[Coordinate labeling data]
********************

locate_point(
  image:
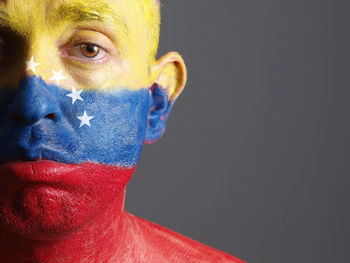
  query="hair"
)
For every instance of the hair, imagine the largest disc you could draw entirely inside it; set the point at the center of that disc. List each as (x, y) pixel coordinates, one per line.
(151, 9)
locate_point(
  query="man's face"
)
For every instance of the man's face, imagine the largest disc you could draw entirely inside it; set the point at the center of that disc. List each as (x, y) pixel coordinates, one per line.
(76, 102)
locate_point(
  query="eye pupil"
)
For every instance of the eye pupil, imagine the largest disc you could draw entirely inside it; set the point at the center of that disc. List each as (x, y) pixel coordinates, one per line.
(90, 50)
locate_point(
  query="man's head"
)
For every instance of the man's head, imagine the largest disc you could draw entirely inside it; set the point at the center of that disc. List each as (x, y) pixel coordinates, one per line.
(80, 92)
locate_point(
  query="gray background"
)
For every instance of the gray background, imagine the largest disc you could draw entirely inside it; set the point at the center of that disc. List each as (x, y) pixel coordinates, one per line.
(255, 161)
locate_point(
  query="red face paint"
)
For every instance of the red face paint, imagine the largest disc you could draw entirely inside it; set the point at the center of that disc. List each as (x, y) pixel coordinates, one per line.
(46, 199)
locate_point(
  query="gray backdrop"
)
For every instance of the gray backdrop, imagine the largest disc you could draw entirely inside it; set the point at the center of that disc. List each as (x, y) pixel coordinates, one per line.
(255, 161)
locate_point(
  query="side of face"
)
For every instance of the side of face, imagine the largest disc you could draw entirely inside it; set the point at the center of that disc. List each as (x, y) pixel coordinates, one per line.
(80, 93)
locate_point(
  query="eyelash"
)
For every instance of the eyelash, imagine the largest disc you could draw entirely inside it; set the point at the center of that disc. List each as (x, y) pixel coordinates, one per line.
(73, 52)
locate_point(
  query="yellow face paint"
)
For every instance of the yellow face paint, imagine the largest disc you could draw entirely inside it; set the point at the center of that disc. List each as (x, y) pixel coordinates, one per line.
(100, 44)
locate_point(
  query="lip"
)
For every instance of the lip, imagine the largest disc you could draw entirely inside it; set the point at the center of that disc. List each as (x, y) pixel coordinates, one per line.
(41, 171)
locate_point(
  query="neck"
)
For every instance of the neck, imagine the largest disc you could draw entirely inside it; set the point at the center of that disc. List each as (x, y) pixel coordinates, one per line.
(96, 241)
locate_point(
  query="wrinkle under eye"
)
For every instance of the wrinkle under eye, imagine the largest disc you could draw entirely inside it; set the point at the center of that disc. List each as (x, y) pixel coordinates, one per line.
(90, 50)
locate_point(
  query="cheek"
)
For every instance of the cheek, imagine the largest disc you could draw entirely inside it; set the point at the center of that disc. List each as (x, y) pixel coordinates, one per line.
(116, 132)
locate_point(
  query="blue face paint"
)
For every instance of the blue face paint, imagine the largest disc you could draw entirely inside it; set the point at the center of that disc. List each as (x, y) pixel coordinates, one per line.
(39, 120)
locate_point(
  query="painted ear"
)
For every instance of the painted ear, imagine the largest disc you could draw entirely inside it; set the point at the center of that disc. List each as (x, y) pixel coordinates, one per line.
(171, 75)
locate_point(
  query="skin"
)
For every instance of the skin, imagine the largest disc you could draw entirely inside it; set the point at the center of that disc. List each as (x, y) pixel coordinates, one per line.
(83, 220)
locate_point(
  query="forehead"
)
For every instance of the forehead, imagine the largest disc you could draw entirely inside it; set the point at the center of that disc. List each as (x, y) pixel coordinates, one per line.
(28, 15)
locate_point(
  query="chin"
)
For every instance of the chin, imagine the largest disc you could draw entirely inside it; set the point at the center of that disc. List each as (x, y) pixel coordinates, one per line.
(55, 206)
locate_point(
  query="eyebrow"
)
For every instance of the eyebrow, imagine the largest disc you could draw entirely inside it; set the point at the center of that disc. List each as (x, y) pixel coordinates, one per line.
(86, 11)
(4, 17)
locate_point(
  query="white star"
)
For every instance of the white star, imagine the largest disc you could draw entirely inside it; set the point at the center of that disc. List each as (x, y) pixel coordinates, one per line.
(31, 65)
(85, 119)
(57, 76)
(75, 95)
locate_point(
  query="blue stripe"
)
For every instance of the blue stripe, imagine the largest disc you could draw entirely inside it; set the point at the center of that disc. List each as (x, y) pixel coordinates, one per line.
(28, 131)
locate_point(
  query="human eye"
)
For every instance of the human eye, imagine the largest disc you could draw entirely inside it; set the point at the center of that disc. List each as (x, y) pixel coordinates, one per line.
(87, 51)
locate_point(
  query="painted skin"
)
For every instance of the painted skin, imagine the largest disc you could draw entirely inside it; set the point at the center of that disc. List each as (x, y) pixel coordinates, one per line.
(80, 92)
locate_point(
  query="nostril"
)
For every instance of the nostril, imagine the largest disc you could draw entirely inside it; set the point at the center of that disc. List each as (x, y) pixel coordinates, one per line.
(51, 116)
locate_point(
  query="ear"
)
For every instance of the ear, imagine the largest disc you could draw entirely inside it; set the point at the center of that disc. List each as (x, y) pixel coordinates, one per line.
(170, 76)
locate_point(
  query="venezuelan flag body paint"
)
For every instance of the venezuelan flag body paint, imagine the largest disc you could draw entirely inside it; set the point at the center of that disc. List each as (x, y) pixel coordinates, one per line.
(45, 121)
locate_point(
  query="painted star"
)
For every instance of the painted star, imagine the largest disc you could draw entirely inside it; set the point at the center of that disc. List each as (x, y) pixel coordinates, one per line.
(75, 95)
(57, 76)
(85, 119)
(31, 65)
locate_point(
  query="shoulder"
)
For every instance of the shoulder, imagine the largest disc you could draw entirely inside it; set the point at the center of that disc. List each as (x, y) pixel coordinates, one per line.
(171, 246)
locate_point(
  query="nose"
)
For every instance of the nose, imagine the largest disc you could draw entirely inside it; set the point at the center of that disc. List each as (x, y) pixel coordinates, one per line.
(33, 103)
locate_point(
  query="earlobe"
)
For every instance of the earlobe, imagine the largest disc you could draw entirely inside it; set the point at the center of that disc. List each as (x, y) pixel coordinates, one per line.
(170, 79)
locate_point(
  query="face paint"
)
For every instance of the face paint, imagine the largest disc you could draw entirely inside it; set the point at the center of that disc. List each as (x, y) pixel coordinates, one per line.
(83, 145)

********************

§ Task
Copy out all of the data word for word. Do not carry over any picture.

§ Output of the task
locate_point(
  image:
  query="hair"
)
For every instance of the hair, imagine the largest disc you could draw entirely inside it; set the point at the center of that disc. List each as (x, y) pixel coordinates, one per line.
(151, 9)
locate_point(
  query="man's face"
)
For every instance of the man's face, imagine the largest disc you could draw entirely inside it; set the point at the center of that disc. List each as (x, y) pixel coordinates, one per line.
(76, 102)
locate_point(
  query="eye pupil"
)
For every instance of the eye pupil, imagine the largest disc you could draw entirely inside it; set the point at the center of that disc. List each as (x, y) pixel coordinates, one per line.
(90, 50)
locate_point(
  query="man's head"
)
For every instance of the man's head, imagine the largest disc you could draw entirely inside it; set the point at the center of that disc. List each as (x, y) pixel coordinates, one per line.
(80, 92)
locate_point(
  query="gray background"
)
For every instance of the gray background, imagine the largest disc you could draw entirely inside it; set the point at the center of that disc. List each as (x, y) pixel coordinates, one per line.
(255, 161)
locate_point(
  query="red face paint"
)
For every instance of the red face paint, imagine the largest disc you could draw entirely inside it; set the point at the center of that disc. List each as (x, y) pixel coordinates, one per line.
(46, 199)
locate_point(
  query="gray backdrop"
)
For every instance of the gray backdrop, imagine the largest disc you could draw entirely inside it; set the point at the center of that disc. List each as (x, y) pixel coordinates, one per line.
(255, 161)
locate_point(
  query="side of face"
)
For every instance of the side of face, imagine the largest disc you could draw entirely inside it; set the point at the center of that disc. List each as (x, y) pixel coordinates, one per line.
(80, 93)
locate_point(
  query="eyelash"
)
For every instance of the eyelash, imagine the largest disc you could draw entirely inside it; set the point at the center of that disc. List each as (x, y) pixel coordinates, one per line.
(73, 52)
locate_point(
  query="yellow face paint"
)
For every instance of the yellow face paint, imagine the largest disc you could draw entirely inside it; set the point at the center of that disc. List each as (x, y) pixel coordinates, one per line.
(100, 44)
locate_point(
  query="lip"
)
For every instance of the lip, imagine the largest disc you could draw entirely inside it; set the point at the center of that disc. List each as (x, y) pixel coordinates, one per line.
(41, 171)
locate_point(
  query="neck"
)
For every instance of the neck, imagine the largest disc you could draw entirely inside it; set the point at the center of that disc. List each as (x, y) pixel coordinates, one per line.
(96, 241)
locate_point(
  query="wrinkle under eye"
)
For every instance of the wrinkle under eye, imagine the largest disc you could draw entirely inside it; set the point at the center of that disc. List each as (x, y) pixel coordinates, one per line.
(90, 50)
locate_point(
  query="cheek"
)
For every instance of the cheek, imagine the largest disc you could draw entirely inside it; set the point at the center of that disc. List each as (x, y) pixel coordinates, one per line.
(116, 132)
locate_point(
  query="blue face paint"
)
For every instance of the blue face paint, imagine the largest disc you could draw entirely inside it; set the point at the center of that disc. List each as (x, y) pixel coordinates, one per line.
(39, 120)
locate_point(
  query="painted ear"
)
For every instance of the painted ear, imagine the largest disc you could draw entirely inside it; set the point at the center of that disc. List each as (x, y) pixel coordinates, one per line.
(171, 75)
locate_point(
  query="skin"
)
For every instance of the skin, imagine the largest disc you could draw entirely inside it; set the point at the center of that disc. List each as (x, y) pixel coordinates, one per line.
(83, 220)
locate_point(
  query="forehead"
)
For every instance of the forehead, imagine the largest disc you could draw entirely inside it; set the point at the center of that disc. List each as (x, y) pixel coordinates, one per line.
(28, 15)
locate_point(
  query="chin"
)
For every instance of the chin, imagine the largest disc you could draw entirely inside it; set the point at the center of that disc. List each as (x, y) pixel coordinates, one per line.
(55, 206)
locate_point(
  query="eyebrow"
)
For every instance of the eyebrow, imagine the largest disc you could draw entirely inside it; set the point at the center of that disc. List each as (x, y) pixel coordinates, one per line.
(86, 11)
(4, 17)
locate_point(
  query="white star"
)
For every instance of the white star, imagine the largest disc you could draw entirely inside it; set the point at the center of that disc. List each as (x, y) pixel coordinates, one per line.
(31, 65)
(85, 119)
(57, 76)
(75, 95)
locate_point(
  query="blue stripe"
)
For every instance of the blue stripe, imagine the largest disc you could draw entirely inside it; set the point at the center of that disc. List each as (x, y) pixel coordinates, one per line.
(28, 131)
locate_point(
  query="human eye"
)
For every instance of the human eye, imagine the largest disc you could draw entirely inside it; set the point at the center of that disc. List each as (x, y) pixel coordinates, one per line.
(87, 51)
locate_point(
  query="painted skin"
)
For every instance of the painted skin, imagine the largest disc you could draw entirely inside it; set the point at the center of that disc. List each as (x, y) pixel coordinates, one per line.
(80, 92)
locate_point(
  query="nostril"
)
For every instance of the nostril, imagine the largest disc you could draw entirely inside it; set the point at the center of that disc. List each as (x, y) pixel coordinates, one per line.
(51, 116)
locate_point(
  query="ear"
)
For every instance of the ear, imagine the largest disc you could draw entirely inside it; set the point at the center of that disc. List each as (x, y) pixel coordinates, one per line.
(170, 76)
locate_point(
  query="venezuelan flag body paint"
)
For every instance of the venezuelan flag body paint, imagine the largest disc you could draw entirely inside it; set the point at the center of that disc. List each as (x, y) pixel coordinates, one per line.
(45, 121)
locate_point(
  query="painted star"
)
For every instance of the painted star, imagine the largest disc you could draw entirely inside it; set the point at the center of that disc. List each as (x, y) pixel coordinates, one per line.
(75, 95)
(57, 76)
(85, 119)
(31, 65)
locate_point(
  query="shoulder"
)
For every instance of the shoulder, imagine the largest disc you could draw entirely inside it; set the point at the center of that disc. List each as (x, y) pixel coordinates, one per line.
(171, 246)
locate_point(
  query="nose"
)
For every instance of the nose, imagine the largest disc you could draw entirely inside it; set the point at the center of that disc. List each as (x, y) pixel coordinates, one per line.
(33, 103)
locate_point(
  query="earlobe"
)
For every instance of the earlobe, imagine the largest disc you could draw entirely inside it; set the point at the center of that disc. List each as (x, y) pixel coordinates, one per line.
(170, 79)
locate_point(
  query="face paint"
)
For every instance of the face paint, imagine the largest disc you could draw entirely inside it; set the point at the center of that disc. List each as (x, y) pixel coordinates, one per line.
(83, 145)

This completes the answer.